### Extract provided
====================

Dave Donelson’s world-roving career as a management consultant and journalist has led to writing and photography assignments for dozens of national publications. The Dynamic Manager's Guide series is based on his work with hundreds of business owners and managers as well as his own experiences as a successful entrepreneur. He is also the author of Creative Selling: Boost Your B2B Sales and two novels, Heart Of Diamonds and Hunting Elf.
Tongue firmly in cheek, Dave Donelson tells some of the strangest stories in golf. Like the grudge match at Pebble Beach between Superman and Batman. Meet the golf pro who sold his soul to the devil and the werewolf who makes a run at the Grand Slam. You’ll laugh, you’ll cry, you might even throw up your dinner but Weird Golf will make you think twice about teeing it up at twilight.
Successfully managing a business takes knowledge, skills, and guts. The best managers constantly study finances, marketing, employee motivation, merchandising, and much more. Practical Management is based on interviews with retailers, manufacturers, service providers, wholesalers, restaurateurs, and others. Their stories of success—and failure—contain lessons for managers in every industry.
The only thing better than learning from your own mistakes is learning from the mistakes of others. In this handbook, dozens of small business owners and managers share their experiences with customers, employees, competitors, vendors, and even government regulators. They also brainstorm about ways to improve their companies. Their stories will help you become a better manager.
Dilemmas and dramas are inherent in family businesses. Managing a company with family members as part of the workforce creates endless conflict while separating family demands from company needs can be nearly impossible. This handbook uses ten case studies to examine issues from hiring family members to planning for transition of ownership to the next generation.
Good managers step back to get a wider view of their company from time to time. They make sure it responds to the market and stays on the path to maximum profits. To make the hard decisions that lead to success, the small business manager needs a variety of skills, knowledge of his or her industry, and a strong grasp of business strategy.
Running a successful business is all about the money—where to find it, how to manage it, how to make and keep more of it. Sound company finances don’t just happen, you have to plan for them. This handbook simplifies financial planning, shows how to find cash for your business, and explains how to manage your money through good times and bad.

====================

### Record excerpts

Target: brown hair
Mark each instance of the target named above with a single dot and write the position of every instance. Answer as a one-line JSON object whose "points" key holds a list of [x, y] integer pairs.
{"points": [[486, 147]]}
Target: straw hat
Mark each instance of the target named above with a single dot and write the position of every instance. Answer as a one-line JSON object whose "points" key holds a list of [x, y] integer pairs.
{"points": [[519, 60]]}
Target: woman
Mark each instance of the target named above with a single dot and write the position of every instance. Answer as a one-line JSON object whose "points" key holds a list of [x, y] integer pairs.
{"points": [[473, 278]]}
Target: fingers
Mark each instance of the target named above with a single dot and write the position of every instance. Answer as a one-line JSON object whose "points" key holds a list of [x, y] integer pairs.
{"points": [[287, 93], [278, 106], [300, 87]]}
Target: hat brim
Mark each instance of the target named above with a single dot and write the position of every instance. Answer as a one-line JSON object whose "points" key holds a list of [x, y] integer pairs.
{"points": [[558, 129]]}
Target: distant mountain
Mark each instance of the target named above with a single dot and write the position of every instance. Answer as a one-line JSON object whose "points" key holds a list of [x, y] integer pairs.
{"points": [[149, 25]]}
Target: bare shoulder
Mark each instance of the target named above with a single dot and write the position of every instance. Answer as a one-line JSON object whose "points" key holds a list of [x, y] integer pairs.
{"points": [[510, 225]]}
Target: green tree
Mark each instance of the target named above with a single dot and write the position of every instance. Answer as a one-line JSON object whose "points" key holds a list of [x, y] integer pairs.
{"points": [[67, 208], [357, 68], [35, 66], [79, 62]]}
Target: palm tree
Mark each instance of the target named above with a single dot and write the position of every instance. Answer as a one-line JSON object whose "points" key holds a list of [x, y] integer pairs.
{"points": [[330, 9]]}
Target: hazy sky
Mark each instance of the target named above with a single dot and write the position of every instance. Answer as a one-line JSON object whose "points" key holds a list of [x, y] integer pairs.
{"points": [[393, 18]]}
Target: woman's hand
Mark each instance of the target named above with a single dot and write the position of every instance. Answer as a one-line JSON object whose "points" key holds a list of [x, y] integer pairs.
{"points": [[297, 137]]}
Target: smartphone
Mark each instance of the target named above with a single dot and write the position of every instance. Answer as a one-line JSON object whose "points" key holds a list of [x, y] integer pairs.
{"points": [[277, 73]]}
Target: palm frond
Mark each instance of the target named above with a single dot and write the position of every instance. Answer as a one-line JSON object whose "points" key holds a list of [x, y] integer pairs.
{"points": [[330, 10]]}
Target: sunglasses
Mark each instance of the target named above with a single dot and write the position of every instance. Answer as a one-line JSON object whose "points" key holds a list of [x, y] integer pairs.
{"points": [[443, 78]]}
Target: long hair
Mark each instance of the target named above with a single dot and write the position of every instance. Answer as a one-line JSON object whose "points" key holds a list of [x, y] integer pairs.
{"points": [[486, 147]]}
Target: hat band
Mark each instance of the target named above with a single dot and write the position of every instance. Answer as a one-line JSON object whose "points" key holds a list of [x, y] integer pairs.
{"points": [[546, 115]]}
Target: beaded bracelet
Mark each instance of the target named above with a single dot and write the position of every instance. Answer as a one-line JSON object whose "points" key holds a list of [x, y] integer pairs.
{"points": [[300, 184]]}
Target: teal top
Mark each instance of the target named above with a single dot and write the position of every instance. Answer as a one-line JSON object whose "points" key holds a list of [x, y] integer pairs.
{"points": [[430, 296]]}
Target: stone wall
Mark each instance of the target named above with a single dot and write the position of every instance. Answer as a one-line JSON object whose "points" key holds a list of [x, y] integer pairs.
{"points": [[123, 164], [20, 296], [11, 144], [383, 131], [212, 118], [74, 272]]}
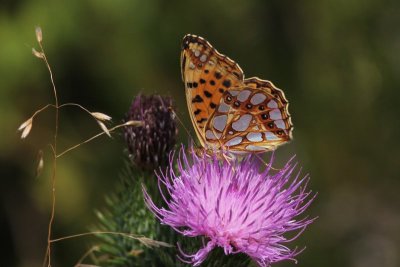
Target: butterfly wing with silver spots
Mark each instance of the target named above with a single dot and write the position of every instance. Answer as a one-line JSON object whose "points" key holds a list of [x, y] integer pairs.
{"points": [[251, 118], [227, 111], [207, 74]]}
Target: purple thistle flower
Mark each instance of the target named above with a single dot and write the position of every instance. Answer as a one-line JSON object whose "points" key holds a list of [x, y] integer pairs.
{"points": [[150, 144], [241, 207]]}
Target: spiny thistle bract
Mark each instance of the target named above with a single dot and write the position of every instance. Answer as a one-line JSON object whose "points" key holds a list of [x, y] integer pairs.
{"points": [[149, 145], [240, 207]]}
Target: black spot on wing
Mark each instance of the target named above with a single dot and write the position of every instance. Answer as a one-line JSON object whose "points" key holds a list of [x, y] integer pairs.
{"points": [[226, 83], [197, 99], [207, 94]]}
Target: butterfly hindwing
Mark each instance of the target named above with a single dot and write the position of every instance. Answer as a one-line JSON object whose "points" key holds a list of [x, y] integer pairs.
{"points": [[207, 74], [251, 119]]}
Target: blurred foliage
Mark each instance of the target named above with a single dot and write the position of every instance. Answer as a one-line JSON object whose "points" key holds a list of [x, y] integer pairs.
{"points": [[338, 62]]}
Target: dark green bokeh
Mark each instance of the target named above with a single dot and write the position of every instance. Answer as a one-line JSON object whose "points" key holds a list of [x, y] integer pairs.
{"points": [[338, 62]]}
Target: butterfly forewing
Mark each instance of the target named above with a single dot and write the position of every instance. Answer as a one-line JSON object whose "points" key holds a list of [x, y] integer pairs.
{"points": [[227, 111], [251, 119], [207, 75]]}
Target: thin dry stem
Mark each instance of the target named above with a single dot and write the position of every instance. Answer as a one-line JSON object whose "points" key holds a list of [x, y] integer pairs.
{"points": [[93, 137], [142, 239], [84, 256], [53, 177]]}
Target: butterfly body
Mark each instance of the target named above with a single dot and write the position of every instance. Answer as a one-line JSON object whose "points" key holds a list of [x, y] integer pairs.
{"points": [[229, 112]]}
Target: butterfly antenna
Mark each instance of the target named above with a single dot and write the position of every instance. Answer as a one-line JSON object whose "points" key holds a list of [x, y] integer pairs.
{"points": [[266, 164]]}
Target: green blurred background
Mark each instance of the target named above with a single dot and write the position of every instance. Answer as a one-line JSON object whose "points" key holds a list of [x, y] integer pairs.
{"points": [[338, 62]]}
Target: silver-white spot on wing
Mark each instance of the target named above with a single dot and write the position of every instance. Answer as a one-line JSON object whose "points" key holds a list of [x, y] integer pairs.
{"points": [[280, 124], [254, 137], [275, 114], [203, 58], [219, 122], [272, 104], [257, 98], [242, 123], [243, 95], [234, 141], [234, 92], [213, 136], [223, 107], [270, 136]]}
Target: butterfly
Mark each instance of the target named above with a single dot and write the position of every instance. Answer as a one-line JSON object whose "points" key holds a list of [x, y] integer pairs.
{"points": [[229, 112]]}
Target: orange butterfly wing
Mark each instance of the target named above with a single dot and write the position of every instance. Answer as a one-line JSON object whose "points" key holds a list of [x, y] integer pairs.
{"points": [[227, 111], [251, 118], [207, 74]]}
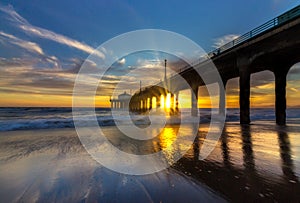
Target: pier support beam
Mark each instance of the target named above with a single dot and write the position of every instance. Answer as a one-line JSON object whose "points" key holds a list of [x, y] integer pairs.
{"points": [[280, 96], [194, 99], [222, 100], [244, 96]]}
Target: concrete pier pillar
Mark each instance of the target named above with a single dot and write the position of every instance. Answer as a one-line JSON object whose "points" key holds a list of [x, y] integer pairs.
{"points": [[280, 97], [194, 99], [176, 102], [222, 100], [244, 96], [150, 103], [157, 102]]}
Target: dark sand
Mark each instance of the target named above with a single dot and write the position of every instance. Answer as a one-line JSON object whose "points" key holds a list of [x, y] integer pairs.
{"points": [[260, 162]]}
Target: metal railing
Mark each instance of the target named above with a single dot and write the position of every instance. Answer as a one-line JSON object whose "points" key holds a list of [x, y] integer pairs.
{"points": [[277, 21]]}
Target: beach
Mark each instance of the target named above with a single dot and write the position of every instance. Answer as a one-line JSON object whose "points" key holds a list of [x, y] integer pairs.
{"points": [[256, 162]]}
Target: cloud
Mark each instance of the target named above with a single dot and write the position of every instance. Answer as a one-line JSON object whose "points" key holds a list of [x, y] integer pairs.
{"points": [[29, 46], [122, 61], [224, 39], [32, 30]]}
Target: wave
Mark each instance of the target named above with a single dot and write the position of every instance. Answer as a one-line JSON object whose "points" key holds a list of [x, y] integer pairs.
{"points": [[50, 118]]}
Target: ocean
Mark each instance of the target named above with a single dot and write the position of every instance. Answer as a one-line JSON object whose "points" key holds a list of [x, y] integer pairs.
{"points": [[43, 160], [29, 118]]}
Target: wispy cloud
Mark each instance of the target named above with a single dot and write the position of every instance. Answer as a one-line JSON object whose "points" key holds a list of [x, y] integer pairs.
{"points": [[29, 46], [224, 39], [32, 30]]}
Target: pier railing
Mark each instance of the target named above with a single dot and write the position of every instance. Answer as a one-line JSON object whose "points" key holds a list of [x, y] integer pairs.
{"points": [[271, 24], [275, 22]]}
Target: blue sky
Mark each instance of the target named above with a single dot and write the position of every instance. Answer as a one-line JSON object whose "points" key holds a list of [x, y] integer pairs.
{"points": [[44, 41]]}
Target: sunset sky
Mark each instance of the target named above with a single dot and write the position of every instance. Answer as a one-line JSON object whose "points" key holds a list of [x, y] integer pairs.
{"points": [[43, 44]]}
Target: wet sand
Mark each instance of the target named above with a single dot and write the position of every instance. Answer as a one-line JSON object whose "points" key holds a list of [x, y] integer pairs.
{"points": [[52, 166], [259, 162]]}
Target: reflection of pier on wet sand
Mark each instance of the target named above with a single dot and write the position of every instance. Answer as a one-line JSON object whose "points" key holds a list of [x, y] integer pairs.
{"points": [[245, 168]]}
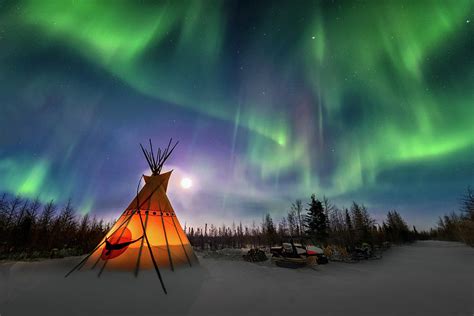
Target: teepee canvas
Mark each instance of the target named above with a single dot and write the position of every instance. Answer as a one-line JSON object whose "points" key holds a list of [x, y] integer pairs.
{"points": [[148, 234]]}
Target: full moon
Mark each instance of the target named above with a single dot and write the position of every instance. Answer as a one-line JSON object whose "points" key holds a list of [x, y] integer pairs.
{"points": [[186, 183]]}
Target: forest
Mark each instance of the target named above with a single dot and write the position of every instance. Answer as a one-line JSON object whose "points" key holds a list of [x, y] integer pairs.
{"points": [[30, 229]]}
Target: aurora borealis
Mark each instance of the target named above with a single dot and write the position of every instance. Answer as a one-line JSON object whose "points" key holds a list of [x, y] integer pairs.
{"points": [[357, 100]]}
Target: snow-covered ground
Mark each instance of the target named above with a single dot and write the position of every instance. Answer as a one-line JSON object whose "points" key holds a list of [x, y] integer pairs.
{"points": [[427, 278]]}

====================

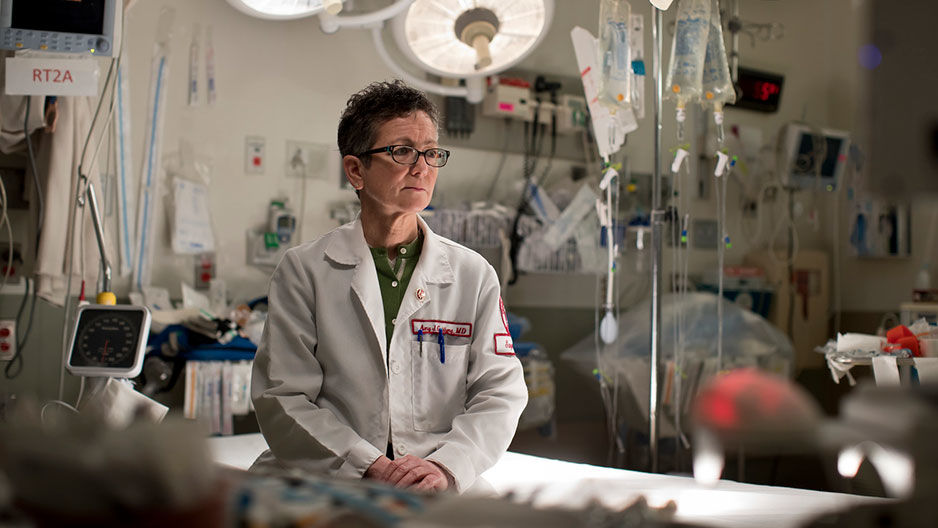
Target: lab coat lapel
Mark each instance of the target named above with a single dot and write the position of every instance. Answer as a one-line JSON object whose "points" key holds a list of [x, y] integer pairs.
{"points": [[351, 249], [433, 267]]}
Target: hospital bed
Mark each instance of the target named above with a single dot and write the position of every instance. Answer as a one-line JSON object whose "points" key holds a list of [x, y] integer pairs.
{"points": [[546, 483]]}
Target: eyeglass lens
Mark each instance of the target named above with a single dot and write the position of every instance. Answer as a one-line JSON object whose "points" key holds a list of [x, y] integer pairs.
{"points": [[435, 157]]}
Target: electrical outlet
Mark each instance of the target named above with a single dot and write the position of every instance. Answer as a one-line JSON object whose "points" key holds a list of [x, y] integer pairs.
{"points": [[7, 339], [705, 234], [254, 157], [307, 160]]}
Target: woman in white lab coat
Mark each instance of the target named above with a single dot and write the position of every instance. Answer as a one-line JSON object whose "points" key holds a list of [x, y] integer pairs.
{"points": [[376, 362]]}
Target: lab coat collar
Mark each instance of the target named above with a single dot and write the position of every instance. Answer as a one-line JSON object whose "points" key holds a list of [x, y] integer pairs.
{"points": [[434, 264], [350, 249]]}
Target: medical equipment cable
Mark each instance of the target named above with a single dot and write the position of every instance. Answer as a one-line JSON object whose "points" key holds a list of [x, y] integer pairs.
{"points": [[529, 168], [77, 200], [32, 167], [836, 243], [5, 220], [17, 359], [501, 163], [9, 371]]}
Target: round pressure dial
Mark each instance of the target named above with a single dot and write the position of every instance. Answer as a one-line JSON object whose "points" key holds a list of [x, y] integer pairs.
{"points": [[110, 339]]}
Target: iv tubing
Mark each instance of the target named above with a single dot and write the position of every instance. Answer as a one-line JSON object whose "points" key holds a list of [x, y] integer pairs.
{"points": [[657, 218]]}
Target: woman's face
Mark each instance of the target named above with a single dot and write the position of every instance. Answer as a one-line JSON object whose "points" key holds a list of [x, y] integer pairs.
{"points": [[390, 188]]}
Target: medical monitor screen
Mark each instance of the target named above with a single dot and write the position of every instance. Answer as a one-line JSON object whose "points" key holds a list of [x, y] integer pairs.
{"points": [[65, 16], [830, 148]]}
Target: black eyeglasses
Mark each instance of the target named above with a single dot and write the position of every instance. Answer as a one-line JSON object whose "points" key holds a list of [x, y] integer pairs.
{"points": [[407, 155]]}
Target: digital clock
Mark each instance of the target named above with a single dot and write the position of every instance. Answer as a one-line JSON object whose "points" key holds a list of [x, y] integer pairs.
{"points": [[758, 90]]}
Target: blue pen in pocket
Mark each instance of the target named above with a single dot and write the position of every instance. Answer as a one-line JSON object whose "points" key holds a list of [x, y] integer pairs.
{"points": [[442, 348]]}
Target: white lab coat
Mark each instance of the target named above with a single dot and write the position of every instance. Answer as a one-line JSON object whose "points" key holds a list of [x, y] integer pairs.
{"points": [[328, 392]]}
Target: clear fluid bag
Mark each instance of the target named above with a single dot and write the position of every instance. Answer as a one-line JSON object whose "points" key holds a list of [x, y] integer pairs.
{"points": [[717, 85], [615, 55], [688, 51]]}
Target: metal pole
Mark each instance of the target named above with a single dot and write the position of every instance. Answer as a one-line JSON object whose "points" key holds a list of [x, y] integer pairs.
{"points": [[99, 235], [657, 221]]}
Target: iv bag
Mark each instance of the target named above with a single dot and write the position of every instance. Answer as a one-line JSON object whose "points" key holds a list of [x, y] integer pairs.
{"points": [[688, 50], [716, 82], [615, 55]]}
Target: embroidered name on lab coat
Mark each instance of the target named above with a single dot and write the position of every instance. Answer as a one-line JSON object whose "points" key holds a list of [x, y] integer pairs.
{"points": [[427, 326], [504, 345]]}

====================

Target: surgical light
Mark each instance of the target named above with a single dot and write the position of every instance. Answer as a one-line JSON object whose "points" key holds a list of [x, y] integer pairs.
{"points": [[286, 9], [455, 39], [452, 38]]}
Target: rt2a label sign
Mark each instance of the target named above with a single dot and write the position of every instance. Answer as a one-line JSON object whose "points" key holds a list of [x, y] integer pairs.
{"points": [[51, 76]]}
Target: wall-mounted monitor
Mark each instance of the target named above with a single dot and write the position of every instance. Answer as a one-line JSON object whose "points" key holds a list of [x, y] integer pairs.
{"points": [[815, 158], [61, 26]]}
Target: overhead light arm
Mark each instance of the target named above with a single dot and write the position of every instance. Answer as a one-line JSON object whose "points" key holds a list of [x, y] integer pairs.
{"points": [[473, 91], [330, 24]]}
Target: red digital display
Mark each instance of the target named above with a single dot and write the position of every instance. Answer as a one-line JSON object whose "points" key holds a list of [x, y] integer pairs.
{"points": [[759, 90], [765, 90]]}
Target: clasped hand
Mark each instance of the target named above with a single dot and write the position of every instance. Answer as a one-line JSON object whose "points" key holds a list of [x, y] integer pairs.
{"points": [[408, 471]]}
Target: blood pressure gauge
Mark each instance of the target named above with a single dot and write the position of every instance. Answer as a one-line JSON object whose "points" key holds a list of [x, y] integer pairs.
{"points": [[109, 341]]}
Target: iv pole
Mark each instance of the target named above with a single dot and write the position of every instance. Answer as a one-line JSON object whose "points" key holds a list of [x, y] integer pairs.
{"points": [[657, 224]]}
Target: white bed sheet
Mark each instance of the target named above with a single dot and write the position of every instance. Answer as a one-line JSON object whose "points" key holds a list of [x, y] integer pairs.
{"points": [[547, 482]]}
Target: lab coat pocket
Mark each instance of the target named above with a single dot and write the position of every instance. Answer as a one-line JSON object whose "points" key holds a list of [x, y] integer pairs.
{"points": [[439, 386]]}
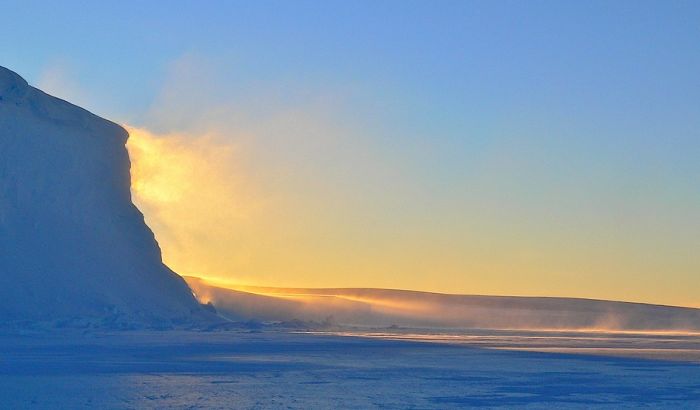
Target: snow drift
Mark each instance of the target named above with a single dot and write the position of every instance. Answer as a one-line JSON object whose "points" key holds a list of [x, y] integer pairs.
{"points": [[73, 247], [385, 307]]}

====================

### Task to carry out
Answer from the book descriptions about Dave Donelson:
(a) Which two characters play a grudge match at Pebble Beach?
(b) How many case studies does the handbook on family businesses use?
(c) What are the titles of the two novels Donelson wrote?

### Task result
(a) Superman and Batman
(b) Ten
(c) Heart Of Diamonds and Hunting Elf